**Task goal**
Every line in the records below with the string "wall" needs to be copied out.

[Dataset entries]

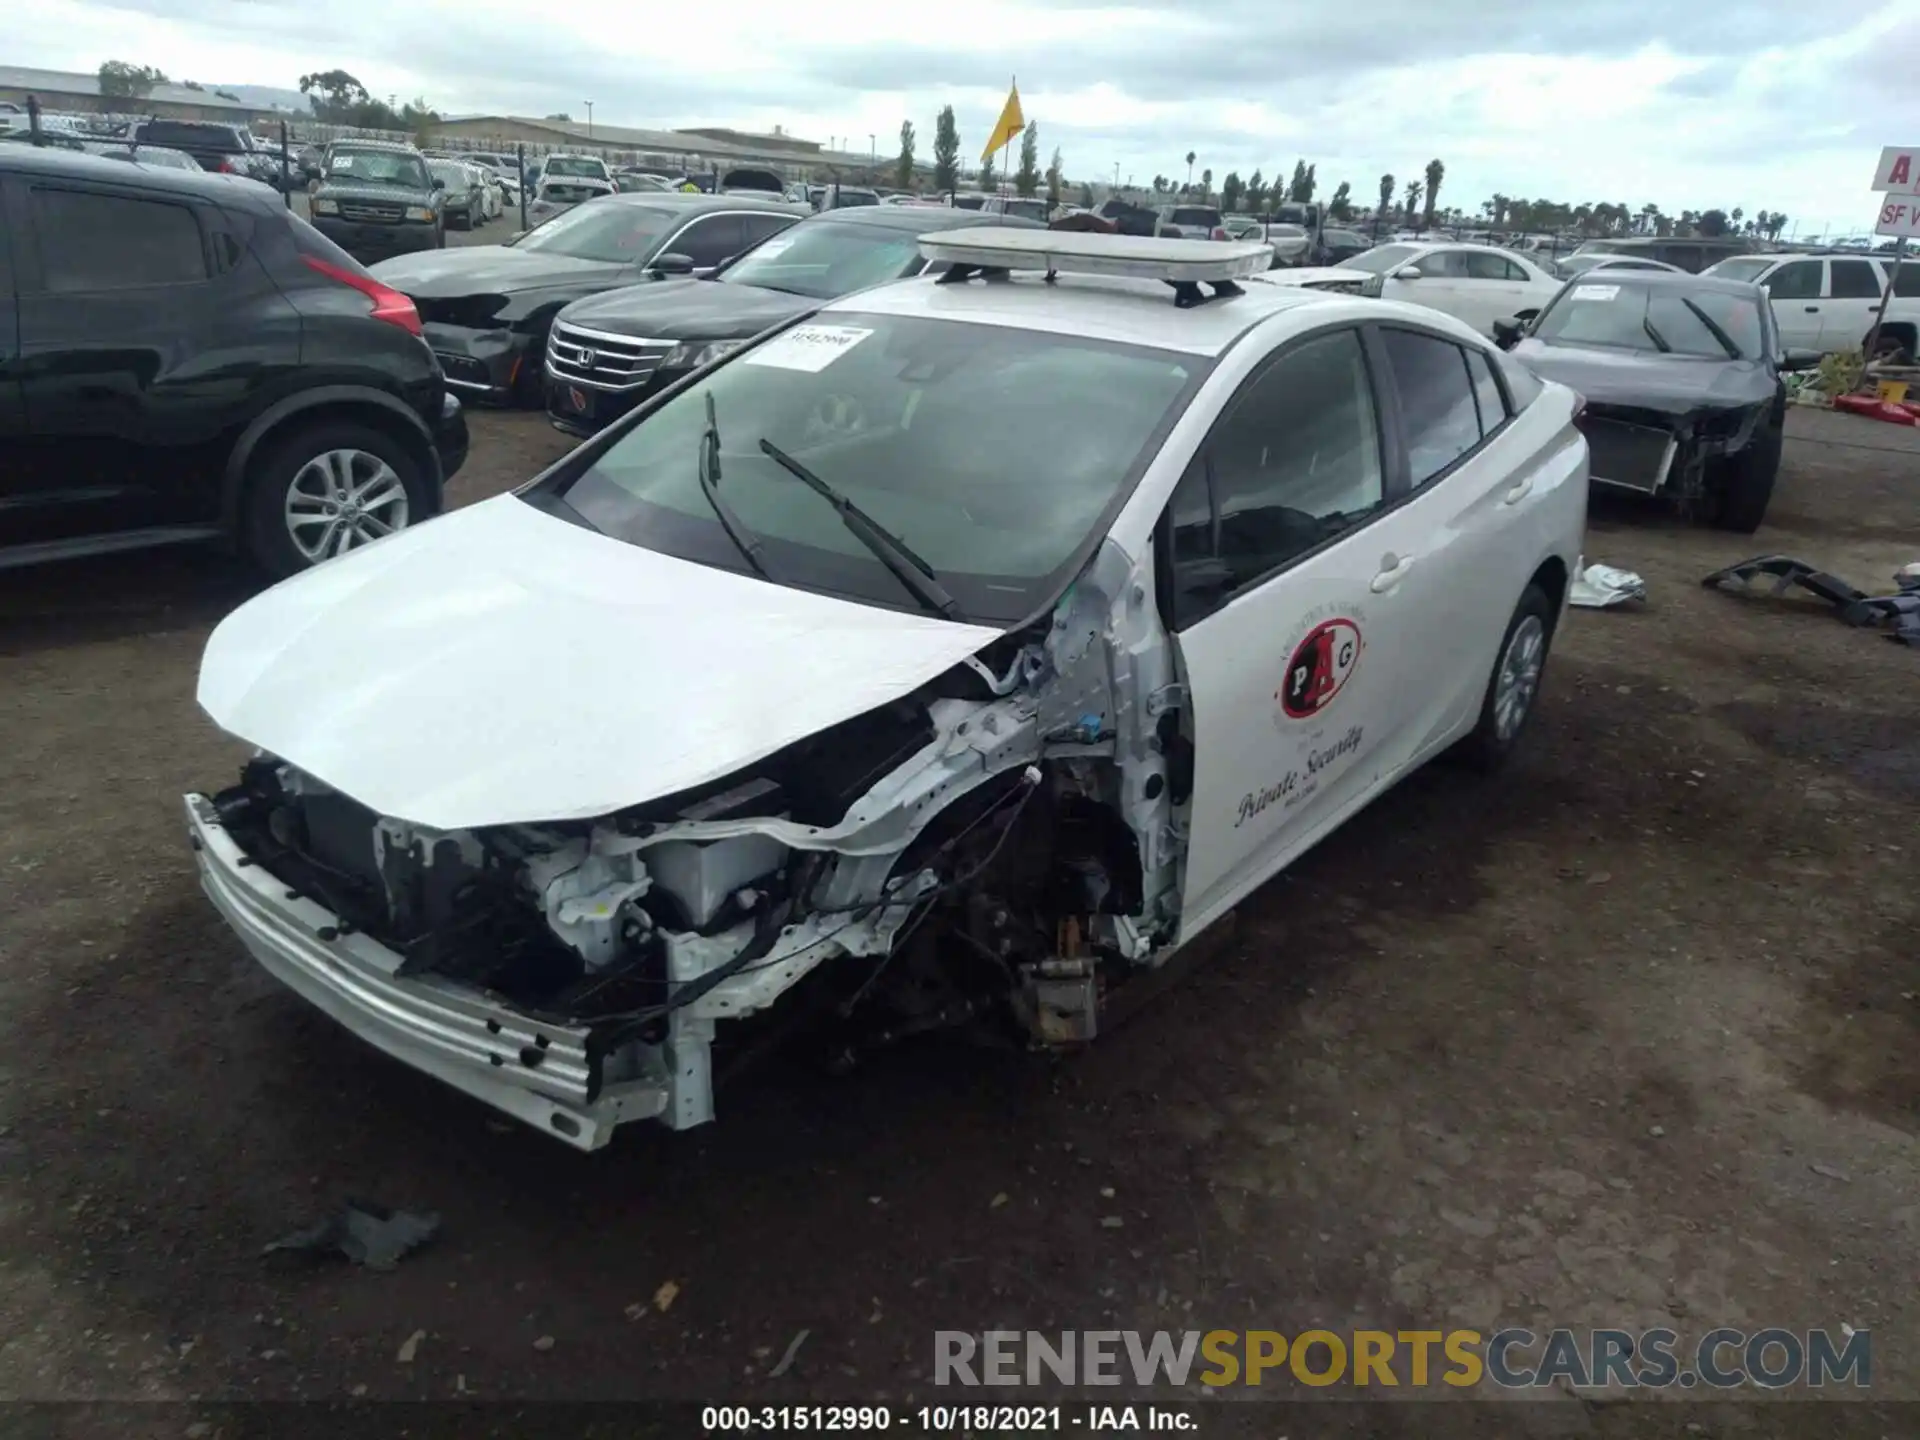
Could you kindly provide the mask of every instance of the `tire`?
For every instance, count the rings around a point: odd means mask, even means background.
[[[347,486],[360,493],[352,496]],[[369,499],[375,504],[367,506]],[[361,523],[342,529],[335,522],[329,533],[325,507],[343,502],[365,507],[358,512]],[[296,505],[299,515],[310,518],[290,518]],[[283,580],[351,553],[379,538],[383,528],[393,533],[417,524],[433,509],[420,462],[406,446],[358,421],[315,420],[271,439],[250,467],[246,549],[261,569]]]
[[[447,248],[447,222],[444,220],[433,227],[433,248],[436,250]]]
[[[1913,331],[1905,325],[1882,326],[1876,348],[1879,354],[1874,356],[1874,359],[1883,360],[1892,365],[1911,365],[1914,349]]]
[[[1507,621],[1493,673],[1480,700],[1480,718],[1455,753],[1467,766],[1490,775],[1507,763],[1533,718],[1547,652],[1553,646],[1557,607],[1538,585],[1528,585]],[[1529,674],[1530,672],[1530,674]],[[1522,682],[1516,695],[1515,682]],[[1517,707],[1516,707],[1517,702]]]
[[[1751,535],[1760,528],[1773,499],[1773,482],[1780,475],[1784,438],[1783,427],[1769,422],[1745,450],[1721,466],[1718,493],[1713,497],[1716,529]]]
* * *
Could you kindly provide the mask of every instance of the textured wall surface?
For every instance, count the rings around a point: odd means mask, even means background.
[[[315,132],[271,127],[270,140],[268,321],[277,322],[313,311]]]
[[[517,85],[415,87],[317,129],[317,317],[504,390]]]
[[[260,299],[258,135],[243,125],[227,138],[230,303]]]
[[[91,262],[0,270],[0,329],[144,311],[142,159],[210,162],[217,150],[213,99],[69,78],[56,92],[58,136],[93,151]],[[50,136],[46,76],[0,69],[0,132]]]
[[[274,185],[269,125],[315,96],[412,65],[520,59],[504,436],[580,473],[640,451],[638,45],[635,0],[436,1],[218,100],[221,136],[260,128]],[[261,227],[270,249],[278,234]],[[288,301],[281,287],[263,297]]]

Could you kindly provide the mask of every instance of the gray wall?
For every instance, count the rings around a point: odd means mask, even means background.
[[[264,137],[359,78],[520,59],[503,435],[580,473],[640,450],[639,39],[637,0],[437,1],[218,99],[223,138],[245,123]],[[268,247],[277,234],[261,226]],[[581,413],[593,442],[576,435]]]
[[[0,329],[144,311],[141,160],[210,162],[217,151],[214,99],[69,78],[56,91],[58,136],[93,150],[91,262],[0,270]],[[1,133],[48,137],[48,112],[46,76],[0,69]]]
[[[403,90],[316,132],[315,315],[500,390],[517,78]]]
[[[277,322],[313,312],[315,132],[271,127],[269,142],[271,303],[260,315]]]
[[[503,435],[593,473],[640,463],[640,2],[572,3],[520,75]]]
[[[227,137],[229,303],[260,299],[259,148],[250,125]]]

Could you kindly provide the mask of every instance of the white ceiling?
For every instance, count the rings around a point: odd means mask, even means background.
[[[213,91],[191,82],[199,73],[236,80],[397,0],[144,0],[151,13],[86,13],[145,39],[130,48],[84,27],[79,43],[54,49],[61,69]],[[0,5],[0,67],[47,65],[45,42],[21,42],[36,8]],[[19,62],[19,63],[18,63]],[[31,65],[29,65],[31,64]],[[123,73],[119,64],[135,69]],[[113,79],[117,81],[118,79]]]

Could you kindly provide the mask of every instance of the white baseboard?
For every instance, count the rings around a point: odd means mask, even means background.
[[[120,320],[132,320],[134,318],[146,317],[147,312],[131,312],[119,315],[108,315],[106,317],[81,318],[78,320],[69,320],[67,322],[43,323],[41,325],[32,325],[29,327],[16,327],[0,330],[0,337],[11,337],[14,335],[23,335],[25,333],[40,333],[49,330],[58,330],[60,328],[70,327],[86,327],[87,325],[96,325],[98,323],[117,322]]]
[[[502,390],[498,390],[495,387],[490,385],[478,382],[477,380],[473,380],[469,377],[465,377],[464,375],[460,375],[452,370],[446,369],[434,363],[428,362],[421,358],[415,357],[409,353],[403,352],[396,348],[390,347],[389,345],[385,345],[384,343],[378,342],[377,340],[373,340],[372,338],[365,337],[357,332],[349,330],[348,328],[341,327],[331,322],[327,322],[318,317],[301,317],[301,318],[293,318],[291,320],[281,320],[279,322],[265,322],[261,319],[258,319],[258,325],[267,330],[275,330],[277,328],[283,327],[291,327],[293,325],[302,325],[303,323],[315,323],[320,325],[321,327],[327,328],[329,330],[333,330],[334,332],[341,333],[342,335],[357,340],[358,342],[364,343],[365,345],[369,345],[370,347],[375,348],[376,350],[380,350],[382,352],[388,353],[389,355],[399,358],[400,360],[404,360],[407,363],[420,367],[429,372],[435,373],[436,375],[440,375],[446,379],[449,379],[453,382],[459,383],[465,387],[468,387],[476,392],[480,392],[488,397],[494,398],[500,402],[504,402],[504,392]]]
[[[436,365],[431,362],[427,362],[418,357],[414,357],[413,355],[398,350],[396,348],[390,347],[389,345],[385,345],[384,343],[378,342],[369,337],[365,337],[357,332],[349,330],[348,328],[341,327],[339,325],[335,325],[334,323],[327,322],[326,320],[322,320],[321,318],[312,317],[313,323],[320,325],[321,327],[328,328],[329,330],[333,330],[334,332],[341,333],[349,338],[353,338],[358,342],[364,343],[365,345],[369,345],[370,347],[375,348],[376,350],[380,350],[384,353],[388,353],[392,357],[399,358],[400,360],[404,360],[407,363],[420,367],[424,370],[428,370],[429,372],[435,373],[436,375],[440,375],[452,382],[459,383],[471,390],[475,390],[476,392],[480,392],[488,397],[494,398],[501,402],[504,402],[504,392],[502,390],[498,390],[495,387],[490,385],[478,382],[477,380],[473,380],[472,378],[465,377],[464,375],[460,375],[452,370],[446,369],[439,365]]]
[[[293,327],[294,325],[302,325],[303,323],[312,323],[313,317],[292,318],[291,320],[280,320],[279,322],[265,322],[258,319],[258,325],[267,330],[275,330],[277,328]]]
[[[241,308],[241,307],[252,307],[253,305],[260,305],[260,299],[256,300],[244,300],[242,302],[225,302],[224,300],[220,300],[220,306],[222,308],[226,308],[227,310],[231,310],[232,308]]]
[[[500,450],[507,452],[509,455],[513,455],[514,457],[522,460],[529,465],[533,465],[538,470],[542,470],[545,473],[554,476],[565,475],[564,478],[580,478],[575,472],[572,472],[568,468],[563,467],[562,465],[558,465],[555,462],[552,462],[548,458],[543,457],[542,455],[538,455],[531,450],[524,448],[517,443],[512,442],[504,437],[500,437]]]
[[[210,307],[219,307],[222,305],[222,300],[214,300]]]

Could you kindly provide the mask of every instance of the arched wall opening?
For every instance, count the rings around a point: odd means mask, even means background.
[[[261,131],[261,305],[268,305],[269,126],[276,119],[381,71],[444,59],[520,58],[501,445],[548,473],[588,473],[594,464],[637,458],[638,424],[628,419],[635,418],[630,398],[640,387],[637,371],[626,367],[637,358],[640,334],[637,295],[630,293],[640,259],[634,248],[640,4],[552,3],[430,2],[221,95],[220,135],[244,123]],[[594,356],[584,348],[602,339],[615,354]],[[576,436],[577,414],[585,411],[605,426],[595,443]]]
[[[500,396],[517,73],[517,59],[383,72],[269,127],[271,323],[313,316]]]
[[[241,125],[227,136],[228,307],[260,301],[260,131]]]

**Finished exercise**
Could you kindly provide the mask of every instance of the textured wall surface?
Could you kindly provide the mask of every instance of the gray wall?
Could you kindly provide the mask of every instance of the arched wall opening?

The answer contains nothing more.